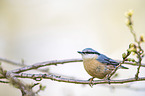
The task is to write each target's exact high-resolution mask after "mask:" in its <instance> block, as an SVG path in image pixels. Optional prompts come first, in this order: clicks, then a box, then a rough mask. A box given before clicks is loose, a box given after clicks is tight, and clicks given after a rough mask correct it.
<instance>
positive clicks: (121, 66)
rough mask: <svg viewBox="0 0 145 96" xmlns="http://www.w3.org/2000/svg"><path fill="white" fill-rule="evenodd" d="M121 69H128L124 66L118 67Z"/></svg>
mask: <svg viewBox="0 0 145 96" xmlns="http://www.w3.org/2000/svg"><path fill="white" fill-rule="evenodd" d="M120 67H121V68H122V69H129V68H128V67H125V66H122V65H121V66H120Z"/></svg>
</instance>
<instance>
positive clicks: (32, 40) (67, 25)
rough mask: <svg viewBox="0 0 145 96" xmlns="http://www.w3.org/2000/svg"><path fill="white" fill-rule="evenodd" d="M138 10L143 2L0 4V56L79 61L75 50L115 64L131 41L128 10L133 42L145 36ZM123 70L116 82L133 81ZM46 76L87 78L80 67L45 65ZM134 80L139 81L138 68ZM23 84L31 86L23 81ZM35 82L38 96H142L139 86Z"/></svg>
mask: <svg viewBox="0 0 145 96" xmlns="http://www.w3.org/2000/svg"><path fill="white" fill-rule="evenodd" d="M144 8H145V1H144V0H0V57H3V58H7V59H10V60H14V61H21V59H24V62H25V63H27V64H34V63H37V62H42V61H49V60H62V59H73V58H81V55H80V54H78V53H77V51H81V50H82V49H84V48H87V47H91V48H93V49H95V50H97V51H99V52H100V53H103V54H105V55H107V56H109V57H111V58H113V59H117V60H121V59H122V58H121V57H122V53H123V52H126V49H127V48H128V45H129V44H130V43H131V42H133V40H134V39H133V36H132V34H131V33H130V31H129V29H128V28H127V27H126V24H125V20H126V18H125V16H124V13H125V12H126V11H128V10H129V9H133V10H134V15H133V22H134V29H135V31H136V33H137V35H138V37H139V36H140V34H145V30H144V28H145V11H144ZM143 48H144V49H145V44H143ZM143 62H145V60H144V59H143ZM2 66H3V67H4V68H5V69H6V70H10V69H16V68H18V67H17V66H12V65H10V64H7V63H2ZM124 66H126V67H129V68H130V69H129V70H122V69H120V70H118V71H117V73H118V77H117V78H116V79H123V78H129V77H134V74H135V73H136V67H133V66H129V65H124ZM49 71H50V72H51V73H53V74H60V75H64V76H68V78H75V79H80V80H88V79H89V78H90V76H89V75H88V74H87V73H86V71H85V70H84V68H83V63H82V62H79V63H69V64H64V65H58V66H50V67H49ZM33 72H35V73H38V72H37V71H33ZM140 76H145V70H144V68H141V72H140ZM96 80H97V79H96ZM25 82H26V83H32V82H36V81H33V80H30V79H25ZM41 83H42V85H46V89H45V90H44V91H41V92H40V93H39V95H40V96H89V95H91V96H97V95H98V96H99V95H101V96H106V95H108V96H122V95H123V96H137V95H138V96H144V95H145V82H133V83H128V84H122V85H115V84H114V85H113V84H111V85H108V84H106V85H95V86H93V88H91V87H90V86H89V85H79V84H69V83H63V82H57V81H51V80H43V81H41ZM0 90H1V91H0V96H12V95H13V96H20V95H21V92H20V91H19V90H18V89H16V88H14V87H12V86H11V85H8V84H0Z"/></svg>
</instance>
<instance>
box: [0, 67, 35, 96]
mask: <svg viewBox="0 0 145 96" xmlns="http://www.w3.org/2000/svg"><path fill="white" fill-rule="evenodd" d="M0 73H1V74H2V75H3V77H5V78H6V79H7V80H9V83H10V84H12V85H13V86H14V87H16V88H18V89H20V90H21V92H22V96H35V93H34V92H33V91H32V89H31V88H30V86H28V85H26V84H24V83H22V81H20V80H19V79H18V78H16V77H15V76H14V74H13V73H11V72H7V71H6V70H3V68H2V67H1V66H0ZM2 83H4V82H3V81H2ZM5 83H8V82H5Z"/></svg>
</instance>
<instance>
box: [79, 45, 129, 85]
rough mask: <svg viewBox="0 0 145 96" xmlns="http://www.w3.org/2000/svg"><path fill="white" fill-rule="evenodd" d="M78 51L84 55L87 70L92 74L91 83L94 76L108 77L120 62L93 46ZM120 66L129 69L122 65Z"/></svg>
mask: <svg viewBox="0 0 145 96" xmlns="http://www.w3.org/2000/svg"><path fill="white" fill-rule="evenodd" d="M77 52H78V53H80V54H81V55H82V59H83V65H84V68H85V70H86V71H87V73H88V74H89V75H90V76H92V78H90V79H89V80H90V83H92V81H93V79H94V78H99V79H103V78H104V79H106V78H105V77H106V76H107V75H108V74H110V73H111V72H112V71H113V70H114V69H115V67H116V66H118V65H119V62H117V61H115V60H113V59H111V58H109V57H107V56H106V55H104V54H101V53H99V52H97V51H96V50H94V49H92V48H85V49H83V50H82V51H77ZM120 67H121V68H124V69H128V68H127V67H124V66H122V65H121V66H120Z"/></svg>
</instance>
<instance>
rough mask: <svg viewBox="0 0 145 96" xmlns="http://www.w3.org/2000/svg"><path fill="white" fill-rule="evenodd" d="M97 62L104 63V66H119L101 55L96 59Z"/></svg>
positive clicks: (110, 60) (102, 55) (99, 55)
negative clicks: (106, 65) (107, 65)
mask: <svg viewBox="0 0 145 96" xmlns="http://www.w3.org/2000/svg"><path fill="white" fill-rule="evenodd" d="M96 60H98V61H99V62H101V63H104V64H108V65H110V64H111V65H114V66H117V65H119V63H118V62H117V61H115V60H113V59H111V58H109V57H107V56H105V55H103V54H101V55H99V56H98V58H97V59H96Z"/></svg>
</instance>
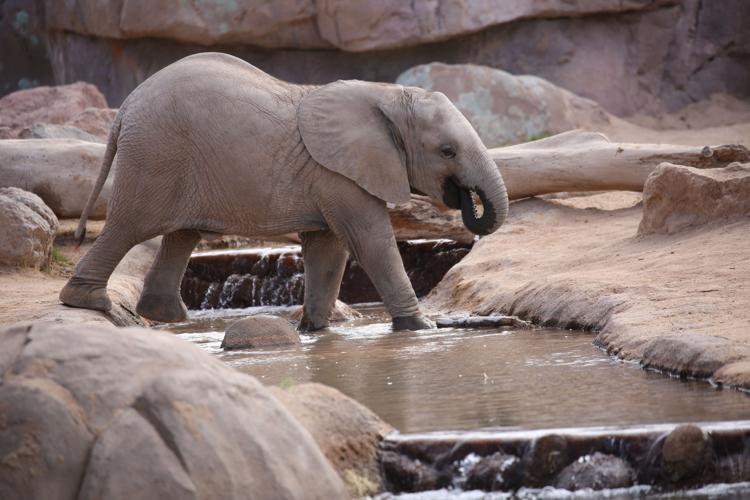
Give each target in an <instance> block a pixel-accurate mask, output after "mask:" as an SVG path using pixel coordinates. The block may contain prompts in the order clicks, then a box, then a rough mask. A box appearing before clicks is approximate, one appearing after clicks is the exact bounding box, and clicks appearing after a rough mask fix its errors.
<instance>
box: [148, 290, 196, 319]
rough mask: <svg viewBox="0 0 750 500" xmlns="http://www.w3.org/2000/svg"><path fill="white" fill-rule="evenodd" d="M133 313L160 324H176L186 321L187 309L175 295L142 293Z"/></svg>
mask: <svg viewBox="0 0 750 500" xmlns="http://www.w3.org/2000/svg"><path fill="white" fill-rule="evenodd" d="M135 312H137V313H138V314H140V315H141V316H143V317H144V318H146V319H150V320H153V321H159V322H161V323H176V322H178V321H185V320H186V319H187V307H185V304H183V303H182V299H180V297H179V295H176V294H170V295H159V294H154V293H143V294H142V295H141V298H140V300H139V301H138V305H137V306H136V308H135Z"/></svg>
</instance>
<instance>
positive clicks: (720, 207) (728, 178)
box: [638, 163, 750, 235]
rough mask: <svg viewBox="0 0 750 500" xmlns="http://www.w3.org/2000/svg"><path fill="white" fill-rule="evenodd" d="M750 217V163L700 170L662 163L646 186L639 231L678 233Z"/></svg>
mask: <svg viewBox="0 0 750 500" xmlns="http://www.w3.org/2000/svg"><path fill="white" fill-rule="evenodd" d="M748 216H750V163H732V164H730V165H729V166H727V167H724V168H711V169H697V168H693V167H685V166H682V165H674V164H672V163H662V164H660V165H659V166H658V167H657V168H656V170H654V171H653V172H652V173H651V175H649V177H648V178H647V179H646V184H645V185H644V187H643V219H642V220H641V223H640V225H639V227H638V234H641V235H645V234H654V233H676V232H679V231H683V230H685V229H689V228H693V227H698V226H702V225H705V224H716V223H726V222H729V221H732V220H737V219H741V218H745V217H748Z"/></svg>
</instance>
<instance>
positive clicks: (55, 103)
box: [0, 82, 116, 140]
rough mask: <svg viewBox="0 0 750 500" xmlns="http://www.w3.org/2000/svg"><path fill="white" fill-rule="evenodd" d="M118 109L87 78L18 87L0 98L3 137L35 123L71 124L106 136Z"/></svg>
mask: <svg viewBox="0 0 750 500" xmlns="http://www.w3.org/2000/svg"><path fill="white" fill-rule="evenodd" d="M115 113H116V110H111V109H109V108H108V107H107V100H106V99H105V98H104V96H103V95H102V93H101V92H99V90H98V89H97V88H96V87H95V86H93V85H91V84H89V83H84V82H77V83H73V84H70V85H61V86H57V87H36V88H33V89H28V90H19V91H16V92H13V93H12V94H9V95H7V96H5V97H3V98H2V99H0V139H15V138H19V137H20V136H21V133H22V132H23V131H24V130H25V129H29V128H31V127H33V126H34V125H35V124H38V123H41V124H50V125H69V126H72V127H76V128H78V129H81V130H83V131H84V132H87V133H89V134H91V135H93V136H95V137H97V138H98V140H103V139H106V137H107V134H108V133H109V127H110V124H111V123H112V119H113V118H114V115H115Z"/></svg>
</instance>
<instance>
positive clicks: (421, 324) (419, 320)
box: [391, 316, 435, 331]
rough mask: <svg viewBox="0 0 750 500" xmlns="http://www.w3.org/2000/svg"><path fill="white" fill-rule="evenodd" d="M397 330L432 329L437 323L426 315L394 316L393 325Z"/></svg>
mask: <svg viewBox="0 0 750 500" xmlns="http://www.w3.org/2000/svg"><path fill="white" fill-rule="evenodd" d="M391 328H392V329H393V330H394V331H397V330H431V329H433V328H435V323H434V322H433V321H432V320H430V319H429V318H425V317H424V316H400V317H397V318H393V325H392V327H391Z"/></svg>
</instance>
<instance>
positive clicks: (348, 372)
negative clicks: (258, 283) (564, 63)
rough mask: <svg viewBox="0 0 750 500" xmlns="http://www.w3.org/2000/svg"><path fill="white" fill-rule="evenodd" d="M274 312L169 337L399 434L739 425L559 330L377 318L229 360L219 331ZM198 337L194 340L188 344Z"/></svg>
mask: <svg viewBox="0 0 750 500" xmlns="http://www.w3.org/2000/svg"><path fill="white" fill-rule="evenodd" d="M258 312H265V313H269V312H270V313H272V314H282V315H283V314H288V309H285V308H251V309H246V310H214V311H199V312H194V313H191V320H190V321H188V322H186V323H183V324H179V325H172V326H170V327H169V328H170V329H171V330H173V331H176V332H178V333H180V335H181V336H182V337H183V338H185V339H187V340H190V341H192V342H196V343H199V344H200V345H201V346H202V347H203V348H204V349H206V350H207V351H208V352H211V353H212V354H215V355H217V356H218V357H219V358H220V359H222V360H224V361H225V362H227V363H229V364H230V365H232V366H234V367H236V368H237V369H239V370H241V371H243V372H245V373H248V374H250V375H253V376H255V377H258V378H259V379H261V380H262V381H263V382H264V383H267V384H281V385H286V384H291V383H302V382H320V383H323V384H326V385H330V386H333V387H336V388H337V389H339V390H341V391H342V392H344V393H345V394H347V395H349V396H351V397H353V398H354V399H356V400H357V401H359V402H361V403H362V404H364V405H365V406H367V407H369V408H370V409H372V410H373V411H374V412H375V413H377V414H378V415H380V417H382V418H383V419H384V420H386V421H387V422H389V423H390V424H391V425H393V426H394V427H396V428H397V429H399V430H400V431H402V432H420V431H431V430H468V429H479V428H491V427H495V428H525V429H530V428H545V427H575V426H589V425H620V424H622V425H627V424H636V423H637V424H648V423H661V422H682V421H714V420H742V419H747V418H750V399H748V396H747V395H746V394H743V393H740V392H737V391H734V390H717V389H714V388H713V387H711V386H710V385H709V384H707V383H705V382H700V381H675V380H673V379H670V378H668V377H665V376H663V375H660V374H657V373H652V372H646V371H644V370H641V369H640V368H639V367H638V365H637V364H633V363H624V362H621V361H617V360H615V359H613V358H611V357H609V356H607V355H606V354H605V353H603V352H602V351H600V350H598V349H597V348H595V347H594V346H593V345H592V343H591V342H592V340H593V335H592V334H590V333H581V332H573V331H567V330H549V329H543V330H512V329H473V330H470V329H440V330H432V331H421V332H398V333H393V332H391V331H390V323H389V321H388V318H387V317H386V316H385V315H384V314H383V313H382V311H381V310H379V309H376V308H369V309H365V310H363V312H364V313H365V314H366V318H364V319H362V320H357V321H354V322H351V323H346V324H341V325H337V326H336V327H334V328H332V329H331V330H330V331H327V332H324V333H317V334H315V335H303V336H302V344H301V345H300V346H295V347H292V348H282V349H266V350H246V351H231V352H227V353H224V352H223V351H222V350H221V349H220V347H219V344H220V343H221V339H222V337H223V331H224V327H225V324H226V323H227V322H231V321H234V320H235V319H237V316H245V315H247V314H252V313H258ZM196 332H198V333H196Z"/></svg>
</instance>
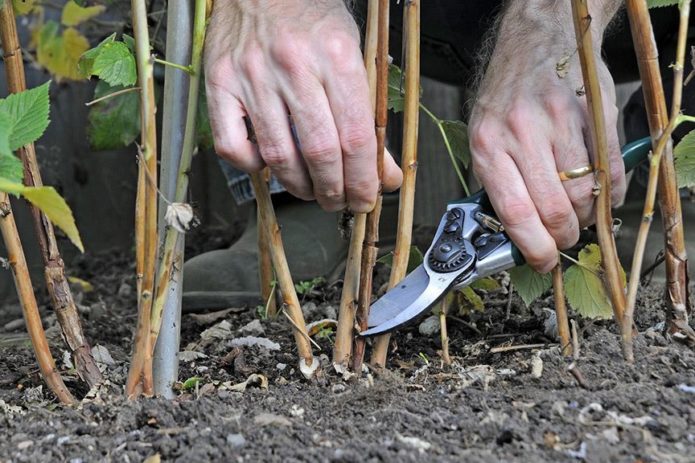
--------
An exact copy of the lines above between the line holding "positive clicks: (348, 372)" and the line holding "negative clicks: (258, 283) (564, 63)", inclusive, is the whole answer.

positive clicks: (348, 372)
negative clicks: (258, 283) (564, 63)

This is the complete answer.